* TASK INPUT
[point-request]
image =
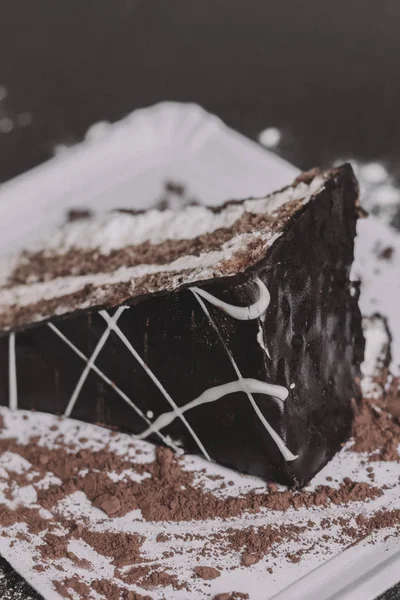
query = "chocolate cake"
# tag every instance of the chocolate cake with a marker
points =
(233, 332)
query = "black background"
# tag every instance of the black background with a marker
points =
(327, 74)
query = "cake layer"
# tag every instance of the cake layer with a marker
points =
(250, 359)
(108, 258)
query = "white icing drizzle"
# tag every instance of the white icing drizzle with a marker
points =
(104, 377)
(286, 453)
(215, 393)
(177, 410)
(91, 360)
(242, 313)
(12, 373)
(260, 338)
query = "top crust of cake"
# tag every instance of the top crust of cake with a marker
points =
(110, 258)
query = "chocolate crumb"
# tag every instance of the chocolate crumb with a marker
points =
(249, 559)
(110, 504)
(207, 573)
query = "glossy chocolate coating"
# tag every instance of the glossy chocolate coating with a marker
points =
(312, 330)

* DESCRIPTION OF THE TASK
Quote every record above exactly, leaving out the pictures.

* OUTPUT BELOW
[point-request]
image =
query = "chocolate cake"
# tag every instance of the chocolate cake with a marker
points =
(233, 332)
query = "black background"
# tag every instance of the black background with a marker
points =
(327, 74)
query = "cake layer"
# tag every instance of the cake layer with a marker
points =
(250, 359)
(108, 258)
query = "white icing drizzle"
# tag every instance of the white icing drizzle with a marker
points =
(104, 377)
(286, 453)
(215, 393)
(177, 410)
(91, 360)
(242, 313)
(12, 373)
(260, 338)
query = "top crust of cake"
# tag every instance of the top crust of cake with a marker
points =
(110, 258)
query = "chocolate crumb"
# tag every instance of the chocolate crumb with a marker
points =
(249, 559)
(110, 504)
(207, 573)
query = "glossy chocolate coating"
# tag every instance of the glossy chocolate coating with a marker
points =
(312, 330)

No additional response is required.